■ **EXTRACT TO READ**
= O. A. Bushnell =

American novelist

Oswald Andrew "Ozzy" Bushnell (11 May 1913 – 21 August 2002) was an American Hawaiian microbiologist, historian, novelist, and educator. He was a professor at the John A. Burns School of Medicine at the University of Hawaiʻi at Mānoa.

==Biography==
Descended from contract laborers from Portugal and Norway and a mechanic from Italy, he was born in the working-class neighborhood of Kakaʻako in Honolulu. His friends and classmates in the area were Chinese, Japanese, Portuguese, Hawaiian, and "hapa-haole" [part-white], so he grew up "local," mastering Hawaiian "pidgin" as well as English as his novels attest. As a youngster he developed a love for the cultures of Hawaiʻi as well as literature and classical music.

He graduated in 1930 from the College of Saint Louis (high school) on River Street. He graduated in 1934 from the University of Hawaiʻi at Mānoa, where he served as student body president. By 1937 he had earned both his MS and PhD degrees in bacteriology from the University of Wisconsin–Madison and later worked and taught (1937–40) at George Washington University Medical School in Washington D.C. He returned to Hawaiʻi in 1940 working for the Department of Health on Kauaʻi and Maui. He joined the U.S. Army as a 2nd lieutenant in April 1942 after the attack on Pearl Harbor and became a quartermaster. He was stationed at Schofield Barracks for four years. As the war ended in 1945, he served in Okinawa and Japan as a medical corps officer and achieved the rank of major.

■ **DATA EXCERPTS**
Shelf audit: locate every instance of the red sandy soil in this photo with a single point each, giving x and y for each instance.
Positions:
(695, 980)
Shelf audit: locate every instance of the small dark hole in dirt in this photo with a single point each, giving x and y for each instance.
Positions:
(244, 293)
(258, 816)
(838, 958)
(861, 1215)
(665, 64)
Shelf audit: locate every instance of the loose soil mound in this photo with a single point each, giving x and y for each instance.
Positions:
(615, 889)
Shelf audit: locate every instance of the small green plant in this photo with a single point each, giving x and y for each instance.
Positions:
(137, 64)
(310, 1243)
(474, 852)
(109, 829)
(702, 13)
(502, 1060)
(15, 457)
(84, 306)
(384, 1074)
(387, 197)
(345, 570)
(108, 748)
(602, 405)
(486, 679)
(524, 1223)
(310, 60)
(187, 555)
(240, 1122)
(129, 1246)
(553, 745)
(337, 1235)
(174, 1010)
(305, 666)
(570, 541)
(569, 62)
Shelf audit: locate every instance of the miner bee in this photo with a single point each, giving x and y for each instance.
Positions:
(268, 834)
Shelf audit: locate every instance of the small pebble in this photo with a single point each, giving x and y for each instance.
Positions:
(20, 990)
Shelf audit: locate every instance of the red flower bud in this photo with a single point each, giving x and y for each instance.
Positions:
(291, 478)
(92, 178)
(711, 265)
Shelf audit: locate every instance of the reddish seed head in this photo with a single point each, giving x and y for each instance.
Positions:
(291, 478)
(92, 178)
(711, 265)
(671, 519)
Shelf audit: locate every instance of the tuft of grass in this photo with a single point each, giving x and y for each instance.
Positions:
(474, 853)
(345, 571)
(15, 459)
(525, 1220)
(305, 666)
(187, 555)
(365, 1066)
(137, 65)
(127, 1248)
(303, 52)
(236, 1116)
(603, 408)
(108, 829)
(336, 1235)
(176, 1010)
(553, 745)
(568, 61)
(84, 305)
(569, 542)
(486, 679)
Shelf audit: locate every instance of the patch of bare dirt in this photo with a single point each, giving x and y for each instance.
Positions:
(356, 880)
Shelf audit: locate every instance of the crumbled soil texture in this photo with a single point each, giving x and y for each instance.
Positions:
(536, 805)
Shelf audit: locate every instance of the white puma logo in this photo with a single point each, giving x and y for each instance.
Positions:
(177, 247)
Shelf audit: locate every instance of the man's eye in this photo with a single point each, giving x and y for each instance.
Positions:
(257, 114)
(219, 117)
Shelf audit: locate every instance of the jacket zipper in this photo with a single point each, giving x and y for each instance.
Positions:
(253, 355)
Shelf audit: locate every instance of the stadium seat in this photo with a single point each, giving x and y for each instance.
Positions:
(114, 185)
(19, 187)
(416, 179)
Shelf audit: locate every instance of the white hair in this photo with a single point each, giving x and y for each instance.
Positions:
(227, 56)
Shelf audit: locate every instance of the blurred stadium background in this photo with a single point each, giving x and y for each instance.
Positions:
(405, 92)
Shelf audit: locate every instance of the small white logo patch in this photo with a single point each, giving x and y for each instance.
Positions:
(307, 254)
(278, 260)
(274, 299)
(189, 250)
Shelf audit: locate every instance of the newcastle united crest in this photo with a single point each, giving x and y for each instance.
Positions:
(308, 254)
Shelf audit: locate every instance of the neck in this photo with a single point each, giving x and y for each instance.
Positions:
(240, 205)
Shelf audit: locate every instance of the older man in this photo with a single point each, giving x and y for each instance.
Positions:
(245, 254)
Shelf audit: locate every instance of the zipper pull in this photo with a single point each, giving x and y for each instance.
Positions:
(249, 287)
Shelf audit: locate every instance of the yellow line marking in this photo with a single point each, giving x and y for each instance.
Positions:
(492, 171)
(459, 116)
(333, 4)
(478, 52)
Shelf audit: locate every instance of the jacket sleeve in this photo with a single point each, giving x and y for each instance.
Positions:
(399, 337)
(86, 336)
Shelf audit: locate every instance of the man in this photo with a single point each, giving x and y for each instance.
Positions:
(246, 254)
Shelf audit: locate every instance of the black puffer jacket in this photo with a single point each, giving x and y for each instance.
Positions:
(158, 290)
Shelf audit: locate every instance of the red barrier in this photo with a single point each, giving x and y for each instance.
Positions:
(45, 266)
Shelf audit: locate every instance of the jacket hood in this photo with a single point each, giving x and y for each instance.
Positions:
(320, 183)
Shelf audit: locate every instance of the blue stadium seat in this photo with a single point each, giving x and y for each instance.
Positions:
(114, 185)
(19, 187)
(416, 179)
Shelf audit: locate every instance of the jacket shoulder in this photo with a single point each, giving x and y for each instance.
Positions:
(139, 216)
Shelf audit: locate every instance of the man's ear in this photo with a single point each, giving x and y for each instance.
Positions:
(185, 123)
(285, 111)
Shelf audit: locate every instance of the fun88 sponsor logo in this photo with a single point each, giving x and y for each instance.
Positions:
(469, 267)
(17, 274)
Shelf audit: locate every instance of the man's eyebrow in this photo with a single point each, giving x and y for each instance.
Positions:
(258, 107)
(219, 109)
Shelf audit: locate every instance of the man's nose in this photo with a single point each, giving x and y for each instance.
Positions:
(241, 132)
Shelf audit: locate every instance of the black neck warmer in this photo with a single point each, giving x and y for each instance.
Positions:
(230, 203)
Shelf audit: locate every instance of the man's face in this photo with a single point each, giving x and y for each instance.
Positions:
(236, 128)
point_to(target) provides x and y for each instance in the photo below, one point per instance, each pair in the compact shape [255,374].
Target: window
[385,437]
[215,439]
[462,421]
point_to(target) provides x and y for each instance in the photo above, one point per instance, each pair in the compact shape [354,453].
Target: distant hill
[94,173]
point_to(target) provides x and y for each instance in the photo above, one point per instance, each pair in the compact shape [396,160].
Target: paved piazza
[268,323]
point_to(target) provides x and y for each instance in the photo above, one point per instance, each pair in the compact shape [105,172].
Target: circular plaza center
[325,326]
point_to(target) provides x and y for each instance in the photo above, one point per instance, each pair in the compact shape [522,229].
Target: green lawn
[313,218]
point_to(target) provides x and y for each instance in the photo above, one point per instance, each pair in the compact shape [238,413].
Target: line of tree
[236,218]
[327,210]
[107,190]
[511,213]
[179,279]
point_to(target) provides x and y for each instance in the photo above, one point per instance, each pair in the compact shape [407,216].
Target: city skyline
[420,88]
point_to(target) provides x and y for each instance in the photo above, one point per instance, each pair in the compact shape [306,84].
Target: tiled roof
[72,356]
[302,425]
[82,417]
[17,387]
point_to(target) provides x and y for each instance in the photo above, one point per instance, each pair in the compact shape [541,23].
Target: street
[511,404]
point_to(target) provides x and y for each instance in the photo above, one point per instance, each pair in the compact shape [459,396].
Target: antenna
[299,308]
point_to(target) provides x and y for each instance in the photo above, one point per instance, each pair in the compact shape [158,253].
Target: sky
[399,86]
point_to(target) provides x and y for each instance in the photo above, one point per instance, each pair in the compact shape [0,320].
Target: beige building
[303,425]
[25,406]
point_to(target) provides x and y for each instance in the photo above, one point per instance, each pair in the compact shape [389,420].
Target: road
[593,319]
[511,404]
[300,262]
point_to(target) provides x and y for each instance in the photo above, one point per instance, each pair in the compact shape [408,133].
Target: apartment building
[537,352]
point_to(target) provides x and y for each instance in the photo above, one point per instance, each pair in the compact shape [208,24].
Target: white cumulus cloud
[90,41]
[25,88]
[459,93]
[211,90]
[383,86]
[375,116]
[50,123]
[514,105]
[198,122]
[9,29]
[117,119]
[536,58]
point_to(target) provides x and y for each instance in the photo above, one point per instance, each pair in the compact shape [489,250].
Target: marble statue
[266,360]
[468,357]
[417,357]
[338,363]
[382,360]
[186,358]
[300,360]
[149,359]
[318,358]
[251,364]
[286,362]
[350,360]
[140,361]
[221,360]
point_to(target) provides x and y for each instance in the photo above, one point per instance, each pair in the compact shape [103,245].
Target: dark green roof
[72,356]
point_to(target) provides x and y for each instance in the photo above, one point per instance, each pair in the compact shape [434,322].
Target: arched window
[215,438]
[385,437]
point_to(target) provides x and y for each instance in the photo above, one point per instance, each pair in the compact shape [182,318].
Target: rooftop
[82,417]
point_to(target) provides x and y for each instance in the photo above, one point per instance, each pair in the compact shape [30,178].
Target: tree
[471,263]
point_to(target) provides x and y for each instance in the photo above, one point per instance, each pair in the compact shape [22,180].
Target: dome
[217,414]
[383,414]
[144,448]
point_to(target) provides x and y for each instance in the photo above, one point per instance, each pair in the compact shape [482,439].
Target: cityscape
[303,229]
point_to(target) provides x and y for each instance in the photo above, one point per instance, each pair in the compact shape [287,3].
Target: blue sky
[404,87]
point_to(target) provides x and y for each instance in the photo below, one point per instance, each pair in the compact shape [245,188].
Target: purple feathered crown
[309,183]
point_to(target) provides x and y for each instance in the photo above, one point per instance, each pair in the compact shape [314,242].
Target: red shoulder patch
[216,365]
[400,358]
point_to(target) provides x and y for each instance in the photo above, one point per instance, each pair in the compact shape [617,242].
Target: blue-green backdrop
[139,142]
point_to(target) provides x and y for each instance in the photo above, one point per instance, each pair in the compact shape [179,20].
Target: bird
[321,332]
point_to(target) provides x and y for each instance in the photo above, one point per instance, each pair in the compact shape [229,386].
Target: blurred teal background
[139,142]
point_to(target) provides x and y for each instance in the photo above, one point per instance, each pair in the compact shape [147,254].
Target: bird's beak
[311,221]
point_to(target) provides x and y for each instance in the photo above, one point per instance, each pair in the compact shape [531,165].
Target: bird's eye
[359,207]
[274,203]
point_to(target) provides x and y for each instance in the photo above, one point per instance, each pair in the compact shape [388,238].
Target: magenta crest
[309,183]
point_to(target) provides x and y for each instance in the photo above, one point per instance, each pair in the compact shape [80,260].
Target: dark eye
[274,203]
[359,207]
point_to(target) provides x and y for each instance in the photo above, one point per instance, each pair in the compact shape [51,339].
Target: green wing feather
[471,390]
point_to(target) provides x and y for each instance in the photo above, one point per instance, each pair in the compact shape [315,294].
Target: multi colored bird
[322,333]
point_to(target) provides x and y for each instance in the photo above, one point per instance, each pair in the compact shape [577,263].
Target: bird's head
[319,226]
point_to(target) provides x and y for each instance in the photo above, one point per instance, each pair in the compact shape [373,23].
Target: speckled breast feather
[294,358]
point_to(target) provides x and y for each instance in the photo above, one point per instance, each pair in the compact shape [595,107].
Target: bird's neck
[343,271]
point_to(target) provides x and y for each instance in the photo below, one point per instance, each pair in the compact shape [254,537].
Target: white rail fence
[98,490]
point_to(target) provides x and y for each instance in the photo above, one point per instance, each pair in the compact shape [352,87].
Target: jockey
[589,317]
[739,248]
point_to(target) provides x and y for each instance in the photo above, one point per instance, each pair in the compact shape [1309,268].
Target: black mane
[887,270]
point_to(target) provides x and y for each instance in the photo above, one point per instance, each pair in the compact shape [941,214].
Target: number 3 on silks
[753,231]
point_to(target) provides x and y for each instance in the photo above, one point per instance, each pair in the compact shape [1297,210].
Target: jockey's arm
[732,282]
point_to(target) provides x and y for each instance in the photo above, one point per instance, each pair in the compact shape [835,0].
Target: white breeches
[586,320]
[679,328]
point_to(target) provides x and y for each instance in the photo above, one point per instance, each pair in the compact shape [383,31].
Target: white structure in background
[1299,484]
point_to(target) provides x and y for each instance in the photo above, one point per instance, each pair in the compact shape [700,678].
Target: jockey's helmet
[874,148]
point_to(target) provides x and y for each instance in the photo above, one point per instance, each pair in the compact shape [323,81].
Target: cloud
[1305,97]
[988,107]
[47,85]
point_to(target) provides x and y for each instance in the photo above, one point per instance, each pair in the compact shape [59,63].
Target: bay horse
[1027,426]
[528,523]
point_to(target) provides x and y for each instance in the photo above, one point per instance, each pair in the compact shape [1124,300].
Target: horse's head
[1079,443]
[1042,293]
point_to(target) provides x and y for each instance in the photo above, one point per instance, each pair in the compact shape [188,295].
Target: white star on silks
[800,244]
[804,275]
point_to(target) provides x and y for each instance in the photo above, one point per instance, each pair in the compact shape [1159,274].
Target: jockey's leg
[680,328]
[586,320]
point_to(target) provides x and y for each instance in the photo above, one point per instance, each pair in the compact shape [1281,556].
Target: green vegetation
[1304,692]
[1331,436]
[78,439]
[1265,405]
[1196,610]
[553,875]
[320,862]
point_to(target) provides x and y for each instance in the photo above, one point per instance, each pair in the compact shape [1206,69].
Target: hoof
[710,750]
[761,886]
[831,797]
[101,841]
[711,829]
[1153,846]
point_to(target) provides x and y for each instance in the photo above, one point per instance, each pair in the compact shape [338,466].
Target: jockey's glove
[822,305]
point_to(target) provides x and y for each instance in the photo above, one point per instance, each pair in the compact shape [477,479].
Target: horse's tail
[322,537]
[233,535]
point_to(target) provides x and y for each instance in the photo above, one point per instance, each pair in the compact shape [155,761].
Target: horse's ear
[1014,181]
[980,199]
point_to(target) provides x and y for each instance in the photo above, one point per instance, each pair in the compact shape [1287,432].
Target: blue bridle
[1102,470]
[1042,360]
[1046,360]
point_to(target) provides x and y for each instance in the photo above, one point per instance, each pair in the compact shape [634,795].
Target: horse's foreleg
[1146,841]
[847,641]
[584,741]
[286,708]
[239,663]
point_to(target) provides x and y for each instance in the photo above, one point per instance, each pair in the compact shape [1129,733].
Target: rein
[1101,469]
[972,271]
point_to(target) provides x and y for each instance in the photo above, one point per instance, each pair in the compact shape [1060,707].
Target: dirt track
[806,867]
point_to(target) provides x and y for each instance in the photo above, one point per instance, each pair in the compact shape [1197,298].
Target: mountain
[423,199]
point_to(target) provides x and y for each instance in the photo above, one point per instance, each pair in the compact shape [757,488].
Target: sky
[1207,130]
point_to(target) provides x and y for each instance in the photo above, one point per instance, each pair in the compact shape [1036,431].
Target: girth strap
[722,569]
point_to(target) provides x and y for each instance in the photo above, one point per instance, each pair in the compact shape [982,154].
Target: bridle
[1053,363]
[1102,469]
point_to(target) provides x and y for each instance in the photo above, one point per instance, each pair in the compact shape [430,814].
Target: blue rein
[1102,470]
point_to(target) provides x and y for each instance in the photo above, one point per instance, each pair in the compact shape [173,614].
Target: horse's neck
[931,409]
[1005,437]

■ **PROBLEM SET**
A - In the O. A. Bushnell biography, in which Honolulu neighborhood was he born?
B - Reproduce everything in the O. A. Bushnell biography from "American novelist" down to "Hawaiʻi at Mānoa.".

■ **TASK-BY-TASK RESULTS**
A - He was born in Kakaʻako, a working-class neighborhood of Honolulu.

B -
American novelist

Oswald Andrew "Ozzy" Bushnell (11 May 1913 – 21 August 2002) was an American Hawaiian microbiologist, historian, novelist, and educator. He was a professor at the John A. Burns School of Medicine at the University of Hawaiʻi at Mānoa.